We compared the characteristics of independent board leaders at 50 top-performing S&P 500 companies against those at the 50 worst-performers, based on total shareholder returns over a 3-year period. Surprisingly few differences emerged, suggesting qualitative factors play a bigger role than age, board tenure, or other past experiences. 

What makes a great board leader – and how do you know?

When US boards look for a new non-executive leader – or a director candidate who could fill that role when the time comes – they often try to identify ideal candidates by looking at backgrounds and experiences. It is a worthwhile endeavor, as the independent leader has an outsized influence on how effective a board is. Russell Reynolds Associates’ 2016 Board Culture survey showed that the strength of the chair was the single biggest differentiator between the most and least effective boards. However, what is often unclear is how closely the shorthand criteria used to select a chair actually relate to a board’s subsequent performance.

To get a better sense of whether there are tangible aspects that define great board leaders in the US, we ranked S&P 500 companies based on their returns to shareholders over a three-year period and closely analyzed the independent board leaders – chairs or lead directors – for the top 50 and bottom 50 performers. We considered previous roles, tenure on the board, age and compensation of the independent board leaders.

What we learned is that there is a surprising lack of measurable difference between the two groups. Looking at both medians and averages, the leaders of both top and bottom performers were nearly identical in just about every variable we studied.

So, what does matter in identifying a good candidate to lead the board? The results make it clear that it’s not what a director has done earlier in their career, or how long they have been a director, but how they act in the boardroom.

When a board is choosing a lead director or independent chairman from among its members, “you’re looking at the style and characteristics of a fellow director: how active they are on the board, how they interrelate with other members of the board and the CEO, and their ability to lead, particularly when it comes to drawing out quieter members,” said Charles A. Tribbett III, co-head of Russell Reynolds Associates’ Board & CEO Advisory Group.

In this report, we will take an in-depth look at which factors are most important to weigh when it comes to board leader performance and provide a framework for boards to use when planning a transition.

Digging into data

Measuring a board’s performance is a difficult and imprecise exercise. Non-financial metrics, such as board composition, committee structure, or number of meetings attended are relatively easy to track, but do not always translate into meaningful results. Financial performance such as profit growth or investment returns are more to the point, but they hinge on any number of factors beyond the board’s control, from industry dynamics to operational efficiencies to the willingness of a CEO to listen.

##########

TASK LIST:
• A. List the characteristics of independent board leaders that the passage on board leaders says were considered in the analysis of the top 50 and bottom 50 performers.
• B. Extend the passage on board leaders by writing what comes after its final sentence.

##########

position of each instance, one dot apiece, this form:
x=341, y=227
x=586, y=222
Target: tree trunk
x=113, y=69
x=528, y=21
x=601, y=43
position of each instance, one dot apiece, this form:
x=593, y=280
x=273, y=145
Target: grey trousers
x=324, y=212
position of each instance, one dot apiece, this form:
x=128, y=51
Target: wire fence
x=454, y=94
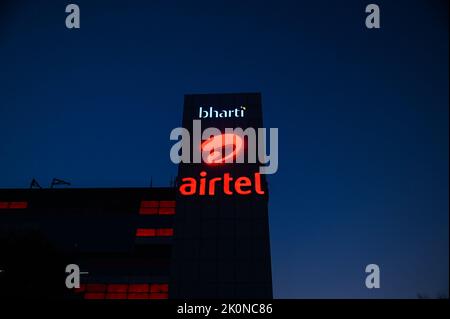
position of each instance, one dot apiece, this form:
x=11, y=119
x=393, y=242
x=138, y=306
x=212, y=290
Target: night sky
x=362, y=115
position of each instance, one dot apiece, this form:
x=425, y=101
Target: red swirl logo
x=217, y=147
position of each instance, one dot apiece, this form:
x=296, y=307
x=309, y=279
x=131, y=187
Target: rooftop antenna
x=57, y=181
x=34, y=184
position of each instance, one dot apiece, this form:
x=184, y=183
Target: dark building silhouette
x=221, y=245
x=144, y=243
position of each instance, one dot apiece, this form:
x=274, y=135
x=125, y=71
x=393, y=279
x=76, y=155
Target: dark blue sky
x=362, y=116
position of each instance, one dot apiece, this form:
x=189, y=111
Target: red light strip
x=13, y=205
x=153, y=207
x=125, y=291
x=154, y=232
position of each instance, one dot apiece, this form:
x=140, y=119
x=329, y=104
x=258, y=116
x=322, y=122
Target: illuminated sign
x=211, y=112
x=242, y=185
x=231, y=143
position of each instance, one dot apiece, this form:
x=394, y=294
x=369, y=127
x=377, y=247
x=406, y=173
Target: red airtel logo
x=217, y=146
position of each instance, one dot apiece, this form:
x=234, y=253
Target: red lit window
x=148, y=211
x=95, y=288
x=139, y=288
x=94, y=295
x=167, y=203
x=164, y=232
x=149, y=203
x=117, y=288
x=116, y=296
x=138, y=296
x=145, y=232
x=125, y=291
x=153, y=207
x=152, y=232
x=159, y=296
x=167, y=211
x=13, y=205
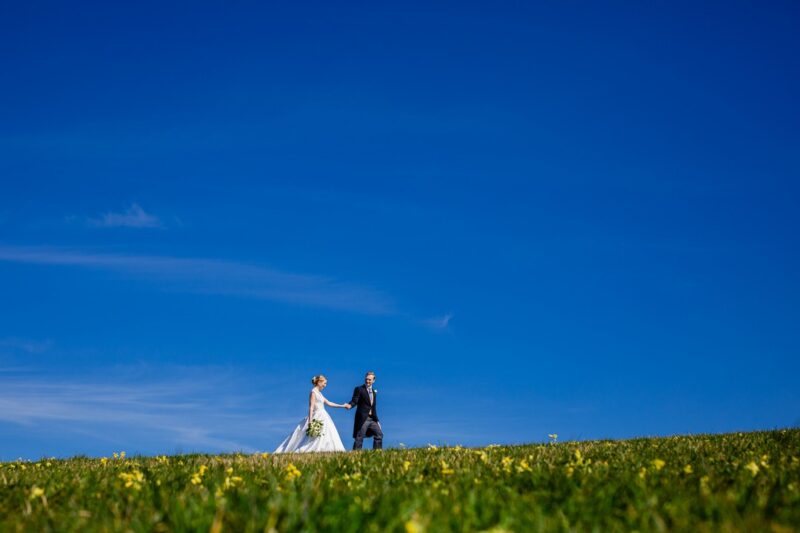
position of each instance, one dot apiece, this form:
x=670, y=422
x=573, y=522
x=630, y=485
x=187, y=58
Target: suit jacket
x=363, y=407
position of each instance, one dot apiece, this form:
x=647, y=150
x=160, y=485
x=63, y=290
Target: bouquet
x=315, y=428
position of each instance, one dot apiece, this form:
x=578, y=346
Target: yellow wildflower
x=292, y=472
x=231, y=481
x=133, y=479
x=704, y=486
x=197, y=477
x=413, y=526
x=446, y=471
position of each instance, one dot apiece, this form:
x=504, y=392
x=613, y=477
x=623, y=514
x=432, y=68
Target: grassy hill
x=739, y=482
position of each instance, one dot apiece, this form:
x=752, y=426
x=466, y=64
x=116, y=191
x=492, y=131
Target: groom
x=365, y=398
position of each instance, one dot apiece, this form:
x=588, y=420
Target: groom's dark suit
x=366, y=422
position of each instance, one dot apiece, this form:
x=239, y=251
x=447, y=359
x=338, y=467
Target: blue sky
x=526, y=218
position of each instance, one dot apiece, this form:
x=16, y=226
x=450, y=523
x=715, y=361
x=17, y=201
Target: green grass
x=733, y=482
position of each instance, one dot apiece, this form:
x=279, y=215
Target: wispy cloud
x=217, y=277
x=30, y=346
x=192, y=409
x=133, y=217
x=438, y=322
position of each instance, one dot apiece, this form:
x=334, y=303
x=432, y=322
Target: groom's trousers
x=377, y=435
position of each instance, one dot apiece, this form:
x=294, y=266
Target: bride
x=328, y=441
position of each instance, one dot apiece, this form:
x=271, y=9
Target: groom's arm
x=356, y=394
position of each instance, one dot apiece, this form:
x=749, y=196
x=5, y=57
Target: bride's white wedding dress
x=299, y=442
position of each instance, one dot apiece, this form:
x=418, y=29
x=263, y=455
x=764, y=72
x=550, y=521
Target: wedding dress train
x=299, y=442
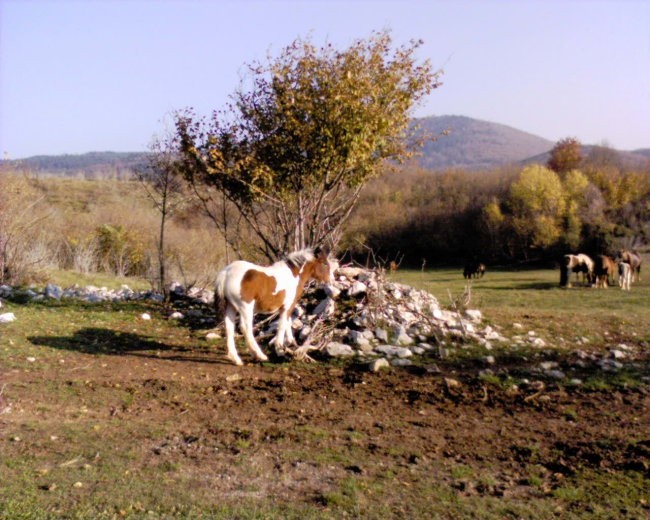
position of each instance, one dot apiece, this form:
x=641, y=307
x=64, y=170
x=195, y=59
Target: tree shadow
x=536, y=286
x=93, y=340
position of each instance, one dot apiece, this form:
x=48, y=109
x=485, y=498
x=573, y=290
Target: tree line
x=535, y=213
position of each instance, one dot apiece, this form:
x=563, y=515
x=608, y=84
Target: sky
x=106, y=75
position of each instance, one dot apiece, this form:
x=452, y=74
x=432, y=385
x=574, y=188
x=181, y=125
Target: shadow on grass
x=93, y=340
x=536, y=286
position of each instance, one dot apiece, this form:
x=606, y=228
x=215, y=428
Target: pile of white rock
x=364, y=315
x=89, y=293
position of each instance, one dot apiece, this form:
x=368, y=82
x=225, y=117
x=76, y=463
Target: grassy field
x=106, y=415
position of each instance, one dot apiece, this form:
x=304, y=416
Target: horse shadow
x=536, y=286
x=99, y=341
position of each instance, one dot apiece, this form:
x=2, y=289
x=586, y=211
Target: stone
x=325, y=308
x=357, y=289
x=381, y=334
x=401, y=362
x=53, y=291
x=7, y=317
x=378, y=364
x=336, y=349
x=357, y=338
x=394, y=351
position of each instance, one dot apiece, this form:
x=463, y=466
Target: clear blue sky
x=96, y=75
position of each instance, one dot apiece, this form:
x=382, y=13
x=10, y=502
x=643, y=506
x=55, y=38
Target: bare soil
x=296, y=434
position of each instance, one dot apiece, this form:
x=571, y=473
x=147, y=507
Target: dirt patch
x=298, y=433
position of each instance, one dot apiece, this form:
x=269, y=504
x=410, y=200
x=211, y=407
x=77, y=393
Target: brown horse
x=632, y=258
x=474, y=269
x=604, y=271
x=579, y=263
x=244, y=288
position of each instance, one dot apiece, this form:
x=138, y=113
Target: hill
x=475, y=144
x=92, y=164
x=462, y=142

##########

ANSWERS FOR THE TASKS:
• A.
- Previous roles
- Tenure on the board
- Age
- Compensation

• B.
In 2016, we measured board effectiveness via first-hand feedback, asking 369 public-company directors from a dozen countries to rate their boards in a survey. This time around, we wanted to explore whether any external measure might indicate board effectiveness. With the various constraints of financial measures in mind, we chose to look at Total Shareholder Return (TSR), or the change in share price between two dates, taking into account any dividends or stock splits that may have occurred over that time.

While TSR is influenced by many factors other than board performance, it has the advantage of focusing solely on the benefits or disadvantages that accrue to shareholders – the group to whom the board is ultimately responsible. To account for the long-range nature of board work, and the likelihood of a lag between decision and outcome, we included TSR performance over three years and only considered leaders who were in their role for all or substantially all of that period.

We then took a close look at the independent directors whom the boards had chosen as leaders – either nonexecutive chairmen or lead directors – for companies with the highest 50 TSR, as well as those with the lowest 50 TSR. Those in the top group were at companies that earned shareholders double- and triple-digit returns over the course of 2015 to 2017 (an average gain of 140 percent), while those in the bottom group universally lost money for shareholders over that time (an average loss of 23 percent).

METHODOLOGY

We ranked S&P 500 companies by Total Shareholder Return for the period from Jan. 1, 2015 to Dec 31, 2017. We then analyzed a total of 137 companies (67 top performers and 70 bottom performers), excluding boards which had a leadership transition during that time or which did not have an independent leader, to arrive at the top 50 and bottom 50. The final lists represented a variety of industries, with the top 50 dominated by technology (22 percent), industrials (18 percent) and healthcare (18 percent) companies and the bottom 50 led by consumer (30 percent), healthcare (16 percent) and energy (14 percent) companies.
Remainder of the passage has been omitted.